* _REQUIREMENT_: Go through the data below and copy it exactly, skipping every picture.

* _PROVIDED RECORDS_:
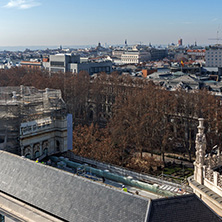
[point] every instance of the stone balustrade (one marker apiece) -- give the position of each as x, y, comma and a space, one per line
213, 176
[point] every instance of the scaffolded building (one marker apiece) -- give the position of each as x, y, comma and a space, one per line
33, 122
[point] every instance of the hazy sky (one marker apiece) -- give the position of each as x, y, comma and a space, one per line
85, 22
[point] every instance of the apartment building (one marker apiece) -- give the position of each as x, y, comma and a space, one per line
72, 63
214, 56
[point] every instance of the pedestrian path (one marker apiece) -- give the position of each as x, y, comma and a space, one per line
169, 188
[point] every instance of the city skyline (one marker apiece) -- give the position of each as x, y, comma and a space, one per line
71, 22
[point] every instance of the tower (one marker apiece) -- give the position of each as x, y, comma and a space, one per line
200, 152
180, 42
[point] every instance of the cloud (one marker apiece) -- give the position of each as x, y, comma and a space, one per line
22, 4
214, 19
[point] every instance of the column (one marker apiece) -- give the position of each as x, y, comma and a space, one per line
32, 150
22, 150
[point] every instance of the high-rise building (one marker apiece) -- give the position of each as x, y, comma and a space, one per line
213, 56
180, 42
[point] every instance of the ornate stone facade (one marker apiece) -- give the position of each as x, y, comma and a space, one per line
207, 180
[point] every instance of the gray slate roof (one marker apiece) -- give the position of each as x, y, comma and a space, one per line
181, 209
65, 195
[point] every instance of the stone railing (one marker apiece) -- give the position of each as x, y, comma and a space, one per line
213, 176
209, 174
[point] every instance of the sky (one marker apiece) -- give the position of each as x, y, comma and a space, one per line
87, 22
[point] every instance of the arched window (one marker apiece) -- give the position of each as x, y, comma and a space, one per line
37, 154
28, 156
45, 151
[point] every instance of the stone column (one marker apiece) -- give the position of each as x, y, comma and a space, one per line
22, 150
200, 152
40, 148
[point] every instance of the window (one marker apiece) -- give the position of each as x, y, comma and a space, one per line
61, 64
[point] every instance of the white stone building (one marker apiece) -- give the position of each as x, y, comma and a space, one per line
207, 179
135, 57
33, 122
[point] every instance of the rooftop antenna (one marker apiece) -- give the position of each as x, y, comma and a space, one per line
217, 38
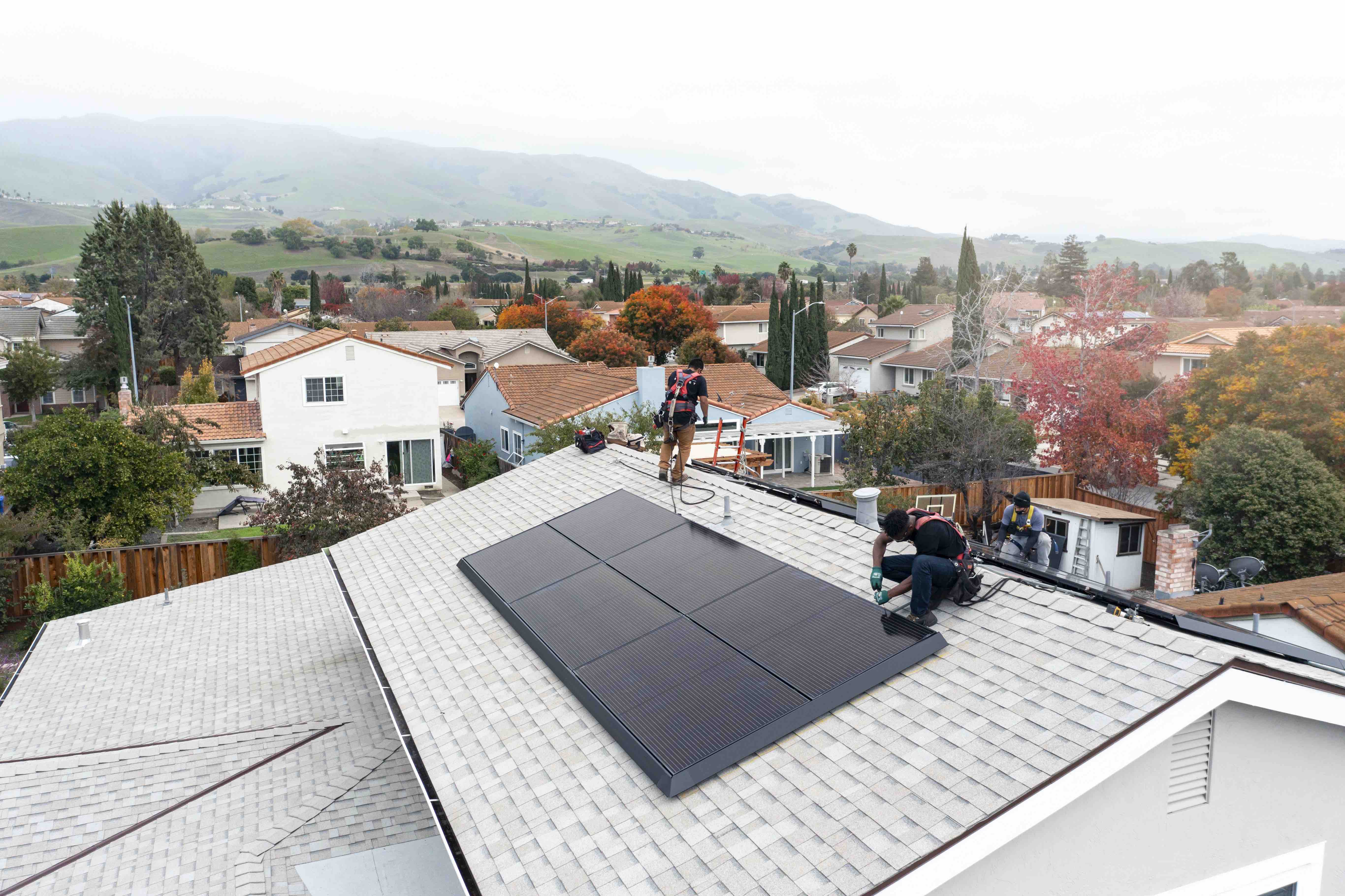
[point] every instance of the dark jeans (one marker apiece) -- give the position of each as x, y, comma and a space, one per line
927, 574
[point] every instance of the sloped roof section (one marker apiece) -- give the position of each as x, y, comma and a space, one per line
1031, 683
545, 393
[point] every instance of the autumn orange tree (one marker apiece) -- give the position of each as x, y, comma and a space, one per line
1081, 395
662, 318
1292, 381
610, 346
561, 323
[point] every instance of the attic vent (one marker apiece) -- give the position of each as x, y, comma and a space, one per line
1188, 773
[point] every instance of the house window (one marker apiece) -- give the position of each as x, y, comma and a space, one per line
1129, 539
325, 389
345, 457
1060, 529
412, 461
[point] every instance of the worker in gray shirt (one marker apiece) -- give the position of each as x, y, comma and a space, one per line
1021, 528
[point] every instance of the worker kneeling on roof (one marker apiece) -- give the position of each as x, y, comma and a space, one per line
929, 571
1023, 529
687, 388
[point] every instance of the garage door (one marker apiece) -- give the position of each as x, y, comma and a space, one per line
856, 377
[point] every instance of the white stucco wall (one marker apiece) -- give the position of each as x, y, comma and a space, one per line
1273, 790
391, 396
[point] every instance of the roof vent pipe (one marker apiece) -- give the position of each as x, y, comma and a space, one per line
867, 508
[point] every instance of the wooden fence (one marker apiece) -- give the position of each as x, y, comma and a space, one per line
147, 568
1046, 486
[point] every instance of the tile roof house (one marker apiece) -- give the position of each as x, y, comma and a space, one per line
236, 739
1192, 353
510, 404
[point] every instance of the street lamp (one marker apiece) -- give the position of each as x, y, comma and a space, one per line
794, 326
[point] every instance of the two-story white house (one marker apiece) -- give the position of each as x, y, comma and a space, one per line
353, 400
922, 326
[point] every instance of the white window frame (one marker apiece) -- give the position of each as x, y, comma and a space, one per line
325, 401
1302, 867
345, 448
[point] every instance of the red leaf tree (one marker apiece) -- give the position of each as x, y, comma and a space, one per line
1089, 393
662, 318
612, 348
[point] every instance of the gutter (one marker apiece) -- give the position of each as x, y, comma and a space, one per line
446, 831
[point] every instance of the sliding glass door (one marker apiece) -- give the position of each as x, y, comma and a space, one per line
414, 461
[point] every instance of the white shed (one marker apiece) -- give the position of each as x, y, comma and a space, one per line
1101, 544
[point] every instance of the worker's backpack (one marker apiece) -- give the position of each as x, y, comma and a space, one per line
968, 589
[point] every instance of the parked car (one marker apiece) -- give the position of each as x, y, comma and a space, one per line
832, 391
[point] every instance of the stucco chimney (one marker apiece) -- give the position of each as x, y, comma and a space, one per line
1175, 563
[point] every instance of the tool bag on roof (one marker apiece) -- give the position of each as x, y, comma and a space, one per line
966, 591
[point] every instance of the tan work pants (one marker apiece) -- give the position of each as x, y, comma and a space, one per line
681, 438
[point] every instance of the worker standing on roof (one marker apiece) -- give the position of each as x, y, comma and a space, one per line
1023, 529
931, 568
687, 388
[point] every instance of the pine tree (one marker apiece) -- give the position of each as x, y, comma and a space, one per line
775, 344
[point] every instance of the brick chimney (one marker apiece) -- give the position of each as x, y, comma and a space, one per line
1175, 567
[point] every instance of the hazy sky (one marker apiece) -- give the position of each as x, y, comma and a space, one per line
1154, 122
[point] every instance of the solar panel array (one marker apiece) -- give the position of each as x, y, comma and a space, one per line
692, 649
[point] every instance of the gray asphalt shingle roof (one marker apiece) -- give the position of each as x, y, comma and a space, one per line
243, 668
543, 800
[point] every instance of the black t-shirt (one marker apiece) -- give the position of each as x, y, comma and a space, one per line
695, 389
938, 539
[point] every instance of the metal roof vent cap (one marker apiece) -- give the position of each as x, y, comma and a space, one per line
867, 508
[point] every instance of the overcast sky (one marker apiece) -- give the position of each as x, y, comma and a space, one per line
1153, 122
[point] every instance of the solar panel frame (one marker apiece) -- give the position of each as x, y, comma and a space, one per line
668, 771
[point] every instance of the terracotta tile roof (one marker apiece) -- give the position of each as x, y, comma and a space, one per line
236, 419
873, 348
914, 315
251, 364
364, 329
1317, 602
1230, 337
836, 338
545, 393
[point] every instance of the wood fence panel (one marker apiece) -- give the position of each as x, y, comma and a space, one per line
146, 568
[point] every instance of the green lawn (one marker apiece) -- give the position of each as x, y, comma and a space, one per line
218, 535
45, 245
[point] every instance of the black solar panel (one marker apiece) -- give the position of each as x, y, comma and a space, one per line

* _TASK RESULT_:
[point] every instance of the stone balustrade (one marker apiece) -- give the position of each as x, y, comma and a space, one per line
213, 176
[point] every instance of the scaffolded building (one marker apiece) -- give the position of each as x, y, comma and a space, one per line
33, 122
[point] every instance of the hazy sky (one marker apiece) -- give the position of each as x, y, comma and a space, one per line
85, 22
[point] every instance of the apartment building (one marker apiece) -- give the position of each as x, y, comma and a space, one per line
72, 63
214, 56
[point] every instance of the pedestrian path (one marker apiece) -- give the position of each as x, y, comma and a space, one per line
169, 188
[point] every instance of the city skyline (one marker apiece) -- give the position of each as x, y, comma and a space, one per line
71, 22
[point] every instance of the tower (one marker apiece) -- give the position of each as x, y, comma and a space, one per line
200, 152
180, 42
[point] every instance of the cloud (one marker apiece) -- give the position of each as x, y, comma and a space, one per line
22, 4
214, 19
[point] every instance of the column (one marker apiece) -- give the position of each as x, y, comma and a space, one per line
32, 150
22, 150
[point] every instance of the high-rise building (one marker apiece) -- give the position of each as x, y, comma and a space, one per line
213, 56
180, 42
[point] every instance of the ornate stone facade (one marker apiece) -- give the position of each as x, y, comma and a space, one per line
207, 180
[point] every instance of the gray slate roof (one marker apiece) -- give the position of each as x, y, comma and a space, one per line
181, 209
65, 195
[point] every instance of the stone railing (one marker apiece) -- give the position of each as x, y, comma and a space, one per line
213, 176
209, 174
[point] every instance of the sky (one marker apiece) -- give the position of each as x, y, comma and a space, one per line
87, 22
[point] every instance of the arched window (one marker apiece) -- give the position of each as x, y, comma and a space, one per line
37, 154
28, 156
45, 151
[point] every instance of the stone column (one marker apiece) -- give the position of each as x, y, comma and a space, one per line
22, 150
200, 152
40, 148
[point] every instance of the window (one marker apiece) -- give the position of each as x, y, comma and a space, one per line
61, 64
[point] every instance of the white stone building (one marker apiece) -- give the position of each as x, y, comma and a space, one per line
207, 179
135, 57
33, 122
[point] every instance of the rooftop antenna (one marker apiece) -- give the position of each as x, y, comma and a space, one per line
217, 38
[point] every instance of the dark jeans (one marker apiece) -- give the position of each as x, y, comma and a space, one per line
927, 574
[point] every instance of the sloped roof section (one marker apiece) -- give the position of each as x, y, comma and a space, one per line
1031, 683
545, 393
[point] every instance of the autumn orange tree (one marker apiece) -- give the position of each as x, y, comma and a space, one per line
1081, 395
662, 318
1292, 381
610, 346
561, 323
[point] every instance of the attic vent (one marker apiece) -- give the position of each as x, y, comma and a space, one per line
1188, 773
[point] every instance of the house window (one marker apiece) -- give the position of each as x, y, comma and a space, one per line
1129, 539
325, 389
345, 457
1060, 529
412, 461
[point] every instance of the worker in gray shirt (one marker apiece) -- give the position of each as x, y, comma and a space, one per line
1021, 528
[point] every instance of the worker kneeling on roof (one marker apiece) -- give the position of each as x, y, comma and a space, one per line
929, 571
1023, 529
687, 388
[point] every instance of the garage door (one marker apiece) -- give the position of each as x, y, comma and a space, one per line
856, 377
[point] every instance of the white stucco wall (one marker apiece) -- give the position of each as x, y, comma and a space, one per line
1273, 790
391, 396
[point] every instance of the roof vent pipe (one marker apiece) -- give the position of each as x, y, comma and a space, one per line
867, 508
[point] every instance of the wooden fence (one marker apiece) -- give the position of each as x, y, comma and a space, one per line
147, 568
1046, 486
[point] every instance of the tile roof house (one marker apiece) -- give the position of each as x, y, comma and a space, one per line
236, 739
1192, 353
510, 404
[point] every instance of the street lamp (one marker apiece) -- give the position of each as x, y, comma and a space, one per line
794, 326
[point] every instance of the two-story white house (one marker apiece) -- give the position of each as x, y, comma and a space, one per line
353, 400
922, 326
[point] every instance of the white window frame (one marker apiece) -- give the position of each as x, y, comma and a space, one per line
325, 401
1302, 867
345, 448
[point] every instance of the red leaf tree (one marker apiece) -- give the position of each as x, y, comma and a space, one per line
1089, 393
662, 318
612, 348
[point] every instance of the gutter (one marker apiece) -- give the position of each as x, y, comma and a space, one per line
446, 831
[point] every instance of the sliding glass door (one marker apiece) -- give the position of each as x, y, comma and a space, one per line
414, 461
[point] every instance of the white shed (one marker apiece) -- give the position of each as x, y, comma and a space, one per line
1101, 544
[point] every instance of the worker's backpack (one marker apiece) -- give the position of each as x, y, comma and a space, one per line
968, 589
[point] every instance of the parked car (one marker apiece) -- give the position of each as x, y, comma and a space, one per line
832, 391
[point] every instance of the stucco chimney (one marker apiece) -- give the position of each as x, y, comma and a space, one per line
1175, 563
[point] every instance of the tool bag on roof (one marker apiece) -- give the position of each as x, y, comma and a space, one per line
966, 591
[point] every instance of the tan work pants (one marker apiece) -- give the position of each as x, y, comma and a space, one per line
681, 438
[point] every instance of the worker standing on roof (one marker apiece) -- give the position of each as x, y, comma and a space, one per line
1023, 529
931, 568
687, 388
[point] every instance of the pine tree (one marker apiece) -- give the position of each as x, y, comma and a space, one per line
775, 344
[point] every instance of the brick chimney (one marker apiece) -- give the position of each as x, y, comma and a space, one per line
1175, 567
[point] every instance of the hazy sky (one marker apiece) -- give the position of each as x, y, comma and a space, one per line
1154, 122
[point] every instance of the solar panel array (one marker apiece) -- give the position of each as x, y, comma and a space, one per line
692, 649
[point] every instance of the gray asphalt shingle roof (one marker apiece) -- give the position of each as x, y, comma and a space, one per line
243, 668
543, 800
[point] every instance of the black t-shirt (one marker apiece) -- give the position of each as x, y, comma and a space, one per line
695, 389
938, 539
[point] every instance of the metal roof vent cap (one marker apiece) -- give the position of each as x, y, comma and a space, one per line
867, 508
[point] every instance of the overcast sky (one marker apiece) -- give the position of each as x, y, comma and a space, one per line
1153, 122
[point] every instance of the solar panel frame (one marker apiece) -- give the position of each as x, y, comma and a space, one per line
668, 771
[point] every instance of the terracotta tile roof (one marker apiece) -- give the position of each as x, y, comma and a space, one per line
236, 419
873, 348
914, 315
251, 364
364, 329
1317, 602
1230, 337
836, 338
545, 393
[point] every instance of the wood fence panel (one marker apiece) -- give the position of each as x, y, comma and a space, one per line
146, 568
[point] every instance of the green lawn (one marker apiece) -- give the position of each as x, y, comma and a space, one per line
218, 535
45, 245
[point] every instance of the black solar panel (one marker apiece) -- give the position of each as x, y, comma and a space, one per line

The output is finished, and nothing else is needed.